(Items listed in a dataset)

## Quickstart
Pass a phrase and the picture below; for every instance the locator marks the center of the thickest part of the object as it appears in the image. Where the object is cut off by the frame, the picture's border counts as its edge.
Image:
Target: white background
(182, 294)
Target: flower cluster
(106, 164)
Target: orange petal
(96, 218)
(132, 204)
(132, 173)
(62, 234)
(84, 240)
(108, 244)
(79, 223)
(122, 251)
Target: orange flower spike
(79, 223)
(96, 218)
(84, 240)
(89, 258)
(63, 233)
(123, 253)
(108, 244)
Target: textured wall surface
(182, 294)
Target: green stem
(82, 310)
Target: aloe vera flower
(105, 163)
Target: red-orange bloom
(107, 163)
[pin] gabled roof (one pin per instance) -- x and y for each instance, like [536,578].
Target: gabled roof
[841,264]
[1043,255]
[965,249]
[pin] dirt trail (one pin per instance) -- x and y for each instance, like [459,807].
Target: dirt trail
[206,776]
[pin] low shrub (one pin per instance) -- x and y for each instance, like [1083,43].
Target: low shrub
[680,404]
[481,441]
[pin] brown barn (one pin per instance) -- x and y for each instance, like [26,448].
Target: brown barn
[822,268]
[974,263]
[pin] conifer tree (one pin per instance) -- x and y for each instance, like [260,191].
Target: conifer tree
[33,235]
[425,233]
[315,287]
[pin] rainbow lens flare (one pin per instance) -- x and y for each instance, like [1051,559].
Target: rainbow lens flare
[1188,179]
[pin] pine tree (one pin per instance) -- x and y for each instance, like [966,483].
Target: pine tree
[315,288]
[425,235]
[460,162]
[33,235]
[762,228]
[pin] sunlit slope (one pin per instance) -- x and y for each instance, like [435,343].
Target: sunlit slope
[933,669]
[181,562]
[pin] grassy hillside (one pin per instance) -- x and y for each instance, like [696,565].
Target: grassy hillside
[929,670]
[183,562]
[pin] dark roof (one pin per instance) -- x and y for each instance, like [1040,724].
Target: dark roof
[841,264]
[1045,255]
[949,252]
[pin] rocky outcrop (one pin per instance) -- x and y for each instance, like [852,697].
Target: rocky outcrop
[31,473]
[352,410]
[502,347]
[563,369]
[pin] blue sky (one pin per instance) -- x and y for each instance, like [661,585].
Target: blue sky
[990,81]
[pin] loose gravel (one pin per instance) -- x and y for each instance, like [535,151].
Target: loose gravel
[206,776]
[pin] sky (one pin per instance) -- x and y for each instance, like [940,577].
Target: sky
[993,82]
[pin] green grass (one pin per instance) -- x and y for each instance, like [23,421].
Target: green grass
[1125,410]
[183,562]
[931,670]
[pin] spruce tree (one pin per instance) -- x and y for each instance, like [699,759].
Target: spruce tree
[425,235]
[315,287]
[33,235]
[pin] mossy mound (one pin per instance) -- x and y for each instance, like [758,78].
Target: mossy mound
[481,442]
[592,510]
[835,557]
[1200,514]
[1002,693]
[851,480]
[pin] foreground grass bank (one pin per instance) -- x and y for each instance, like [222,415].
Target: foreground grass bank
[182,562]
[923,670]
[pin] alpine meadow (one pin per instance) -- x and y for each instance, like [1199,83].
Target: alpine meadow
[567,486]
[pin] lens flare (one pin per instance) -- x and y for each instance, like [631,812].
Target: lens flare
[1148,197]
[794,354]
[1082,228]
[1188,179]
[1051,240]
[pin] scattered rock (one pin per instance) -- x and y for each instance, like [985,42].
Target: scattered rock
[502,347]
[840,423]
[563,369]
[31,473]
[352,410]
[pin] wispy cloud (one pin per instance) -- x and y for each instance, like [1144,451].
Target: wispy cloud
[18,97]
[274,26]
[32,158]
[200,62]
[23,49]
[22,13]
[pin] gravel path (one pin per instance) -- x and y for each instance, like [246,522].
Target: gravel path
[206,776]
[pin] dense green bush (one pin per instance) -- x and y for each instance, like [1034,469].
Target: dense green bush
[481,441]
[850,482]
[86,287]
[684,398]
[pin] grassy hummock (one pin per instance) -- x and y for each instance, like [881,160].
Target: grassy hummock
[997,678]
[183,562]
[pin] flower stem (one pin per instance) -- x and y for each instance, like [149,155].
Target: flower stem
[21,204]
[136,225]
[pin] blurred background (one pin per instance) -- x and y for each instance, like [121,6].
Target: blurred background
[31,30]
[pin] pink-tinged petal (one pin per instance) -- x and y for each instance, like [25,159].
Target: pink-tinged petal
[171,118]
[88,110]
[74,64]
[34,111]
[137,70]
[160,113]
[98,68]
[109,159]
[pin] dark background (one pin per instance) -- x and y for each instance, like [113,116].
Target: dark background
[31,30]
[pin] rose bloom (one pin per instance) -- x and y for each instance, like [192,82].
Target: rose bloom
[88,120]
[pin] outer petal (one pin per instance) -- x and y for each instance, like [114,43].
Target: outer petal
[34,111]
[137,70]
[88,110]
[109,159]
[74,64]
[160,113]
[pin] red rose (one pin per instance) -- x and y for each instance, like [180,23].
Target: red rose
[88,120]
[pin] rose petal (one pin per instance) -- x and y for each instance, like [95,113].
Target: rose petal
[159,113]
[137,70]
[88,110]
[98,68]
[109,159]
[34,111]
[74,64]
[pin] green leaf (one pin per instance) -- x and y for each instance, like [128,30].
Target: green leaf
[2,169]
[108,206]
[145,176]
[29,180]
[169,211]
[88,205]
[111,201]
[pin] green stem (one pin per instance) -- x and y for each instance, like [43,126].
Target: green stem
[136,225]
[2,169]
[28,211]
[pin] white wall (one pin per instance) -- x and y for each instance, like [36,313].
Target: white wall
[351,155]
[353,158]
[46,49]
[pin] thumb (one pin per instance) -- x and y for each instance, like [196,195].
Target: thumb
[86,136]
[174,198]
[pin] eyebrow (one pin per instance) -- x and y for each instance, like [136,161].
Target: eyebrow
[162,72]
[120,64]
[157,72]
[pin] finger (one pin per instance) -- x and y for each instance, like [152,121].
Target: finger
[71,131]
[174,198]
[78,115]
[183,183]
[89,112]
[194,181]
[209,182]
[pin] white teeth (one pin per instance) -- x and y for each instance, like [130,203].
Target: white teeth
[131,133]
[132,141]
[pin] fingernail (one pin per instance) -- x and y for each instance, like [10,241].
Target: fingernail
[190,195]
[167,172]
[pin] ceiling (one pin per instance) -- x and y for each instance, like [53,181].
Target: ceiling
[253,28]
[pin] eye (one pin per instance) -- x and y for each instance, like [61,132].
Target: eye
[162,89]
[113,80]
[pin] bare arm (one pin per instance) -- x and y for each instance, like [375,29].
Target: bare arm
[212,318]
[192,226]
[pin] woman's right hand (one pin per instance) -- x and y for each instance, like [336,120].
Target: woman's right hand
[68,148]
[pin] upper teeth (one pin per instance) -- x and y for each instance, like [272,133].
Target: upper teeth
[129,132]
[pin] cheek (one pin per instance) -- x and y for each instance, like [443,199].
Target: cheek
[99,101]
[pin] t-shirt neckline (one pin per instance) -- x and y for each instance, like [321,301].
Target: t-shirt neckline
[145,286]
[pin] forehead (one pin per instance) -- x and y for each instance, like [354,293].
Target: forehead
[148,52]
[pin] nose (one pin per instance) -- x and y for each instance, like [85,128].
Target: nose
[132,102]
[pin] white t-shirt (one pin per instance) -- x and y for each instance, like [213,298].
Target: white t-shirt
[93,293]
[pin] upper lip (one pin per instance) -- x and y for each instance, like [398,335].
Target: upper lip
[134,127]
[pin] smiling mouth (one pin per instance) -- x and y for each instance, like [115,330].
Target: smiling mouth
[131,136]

# REQUIREMENT:
Give back every line above, unchanged.

# RESULT FOR THIS TASK:
## Quickstart
Pass a phrase and the picture below; for every instance the locator marks the center of the thickest part of the object as it appears in the image. Where the object is cut off by the frame, the picture's border counts as its edge.
Image:
Target: white background
(182, 294)
Target: flower cluster
(106, 164)
Target: orange petal
(96, 218)
(132, 204)
(132, 173)
(62, 234)
(84, 240)
(108, 244)
(79, 223)
(122, 251)
Target: orange flower spike
(79, 223)
(96, 218)
(84, 240)
(89, 258)
(63, 233)
(123, 253)
(108, 244)
Target: textured wall surface
(182, 294)
Target: green stem
(82, 310)
Target: aloe vera flower
(105, 163)
Target: red-orange bloom
(107, 163)
[pin] gabled roof (one pin per instance) -- x and y for each instance, like [536,578].
Target: gabled roof
[841,264]
[1043,255]
[965,249]
[pin] dirt trail (one pin per instance) -- x and y for each instance, like [459,807].
Target: dirt trail
[206,776]
[pin] low shrub (one pin per instance) -- x and y for each instance, like [1083,43].
Target: low shrub
[680,404]
[481,441]
[pin] brown barn (one pin per instance) -- x and y for each instance, like [26,448].
Target: brown barn
[822,268]
[974,263]
[pin] conifer tree (one pin per instance) -- x and y for each instance, like [260,191].
Target: conifer tree
[33,235]
[425,233]
[315,287]
[pin] rainbow lens flare (one pin per instance) -- x and y for each instance, like [1051,559].
Target: rainbow lens flare
[1188,179]
[pin] pine tree (one pin per instance) -- x and y for each instance, like [966,483].
Target: pine tree
[315,288]
[425,235]
[460,162]
[33,235]
[762,228]
[pin] sunlit slope (one pin per instance) -- x and y for each instance, like [435,343].
Target: sunlit slope
[933,669]
[181,562]
[pin] grassy hillside (one pin per instance) -- x and y for each instance, like [696,565].
Target: grassy hillside
[929,670]
[183,562]
[pin] dark roof (one pin per instance) -- x and y for each instance, like [1040,724].
Target: dark roof
[841,264]
[1045,255]
[949,252]
[pin] rocky outcrop (one pin per instance) -- x and y for each instance, like [852,697].
Target: rocky outcrop
[31,473]
[352,410]
[502,347]
[563,369]
[pin] blue sky (one pin per instance) -- x and y for each instance, like [661,585].
Target: blue sky
[990,81]
[pin] loose gravel (one pin per instance) -- x and y for each instance, like [535,151].
Target: loose gravel
[206,776]
[pin] sky (one pin per instance) -- x and y for each instance, like [940,577].
Target: sky
[993,82]
[pin] green grass (one pin per instance) -- x and y for each instance, like [23,421].
Target: green grass
[1125,410]
[183,562]
[931,670]
[pin] spruce tree (one pin per instance) -- x and y for each instance, like [699,759].
Target: spruce tree
[425,235]
[315,287]
[33,235]
[pin] mossy mound (one pin per instance) -- x and y for each instance, like [758,78].
Target: mossy mound
[481,442]
[592,510]
[835,557]
[1200,514]
[1002,693]
[851,480]
[pin] foreground grass bank (one pin per instance) -- x and y for each instance, like [222,415].
Target: foreground grass bank
[182,562]
[923,670]
[pin] alpine meadow (one pin per instance) -- x and y for each instance, like [1199,83].
Target: alpine meadow
[567,486]
[pin] lens flare (one pin per instance) -- x and y for each instance, like [631,812].
Target: lens flare
[1148,197]
[794,354]
[1082,228]
[1188,179]
[1051,240]
[pin] scattered rock (one pin per instance) -- x and y for each instance, like [985,42].
Target: scattered rock
[502,347]
[840,423]
[563,369]
[31,473]
[352,410]
[pin] wispy cloud (one pin per instance) -- x and y for each instance, like [1144,451].
Target: wispy cloud
[18,97]
[274,26]
[32,158]
[200,62]
[23,49]
[22,13]
[pin] gravel path (one pin per instance) -- x and y for each instance, like [246,522].
Target: gravel path
[206,776]
[pin] dense green bush (one pin per instance) -- x and y for each instance, like [1034,469].
Target: dense green bush
[481,441]
[850,482]
[86,287]
[684,398]
[pin] grassy hummock (one pin per instance) -- x and y for each instance, like [881,160].
Target: grassy hummock
[997,678]
[183,562]
[pin] flower stem (one pin per instance) -- x and y for each instance, like [149,155].
Target: flower stem
[21,204]
[136,225]
[pin] blurred background (one pin per instance) -- x and y for each instance, like [121,6].
Target: blurred background
[31,30]
[pin] pink-tinged petal (one pin per instance) -- x and y for each instance, like [25,159].
Target: pink-tinged petal
[171,118]
[88,110]
[74,64]
[34,111]
[137,70]
[160,113]
[98,68]
[109,159]
[pin] dark background (one pin per instance) -- x and y for each instance, like [113,116].
Target: dark background
[31,30]
[pin] rose bloom (one pin per instance) -- x and y for each instance, like [192,82].
Target: rose bloom
[88,120]
[pin] outer petal (one pin per instance) -- x and y for each instance, like [114,43].
Target: outer petal
[34,111]
[137,70]
[88,110]
[109,159]
[74,64]
[160,113]
[pin] red rose (one pin per instance) -- x and y for each instance, like [180,23].
Target: red rose
[88,120]
[pin] rose petal (one pin per instance) -- x and y for each instance, like [95,113].
Target: rose petal
[159,113]
[137,70]
[88,110]
[98,68]
[109,159]
[34,111]
[74,64]
[pin] green leaf (one pin per instance) -- x and y for each instance, like [128,30].
Target: green leaf
[2,169]
[108,206]
[145,176]
[29,180]
[169,211]
[88,205]
[111,201]
[pin] green stem (one pin per instance) -- x and y for each instance, like [43,126].
Target: green stem
[136,225]
[2,169]
[28,211]
[pin] white wall (one pin per instance) -- x and y for each instance, like [36,313].
Target: white wall
[351,155]
[353,158]
[46,49]
[pin] thumb (one pin per instance) -- x and y for each instance, like [196,195].
Target: thumb
[86,136]
[174,198]
[pin] eyebrow (one pin per instance) -- x and y for each instance, like [136,161].
Target: eyebrow
[162,72]
[120,64]
[157,72]
[pin] finger (one pin per instance) -- x and y for each instance, like [152,121].
Target: finger
[71,131]
[174,198]
[78,115]
[183,183]
[89,112]
[194,181]
[209,182]
[pin] white teeth (one pin per instance) -- x and y for each instance, like [130,203].
Target: white teeth
[131,133]
[132,141]
[pin] fingernail (one pin per instance) -- x and y for each instance, like [10,241].
Target: fingernail
[190,195]
[167,172]
[pin] ceiling (one pin per instance) -- x and y for each instance, like [53,181].
Target: ceiling
[253,28]
[pin] eye (one pin per instance) -- x and y for each instance, like [61,132].
Target: eye
[162,89]
[113,80]
[pin] bare arm (one pin per instance) -- x and y for each instance, like [375,29].
Target: bare arm
[212,318]
[192,226]
[pin] woman's right hand (one pin per instance) -- x and y for each instance, like [336,120].
Target: woman's right hand
[68,148]
[pin] upper teeth (one pin per instance) -- x and y for each instance, like [272,133].
Target: upper teeth
[129,132]
[pin] cheek (one pin per instance) -- x and y for each instance, like [443,199].
Target: cheek
[99,101]
[pin] t-shirt neckline (one pin per instance) -- x and y for each instance, like [321,301].
Target: t-shirt neckline
[145,286]
[pin] forehead (one pin per instance) -- x and y for each instance, like [354,293].
Target: forehead
[148,52]
[pin] nose (one pin per instance) -- x and y for each instance, like [85,128].
Target: nose
[132,102]
[pin] white t-shirt (one pin per instance) -- x and y for each instance, like [213,298].
Target: white t-shirt
[93,293]
[pin] upper lip (one pin per instance) -- x and y for each instance, like [398,335].
Target: upper lip
[134,127]
[pin] smiling mouth (one pin per instance) -- x and y for each instance, like [115,330].
Target: smiling mouth
[131,136]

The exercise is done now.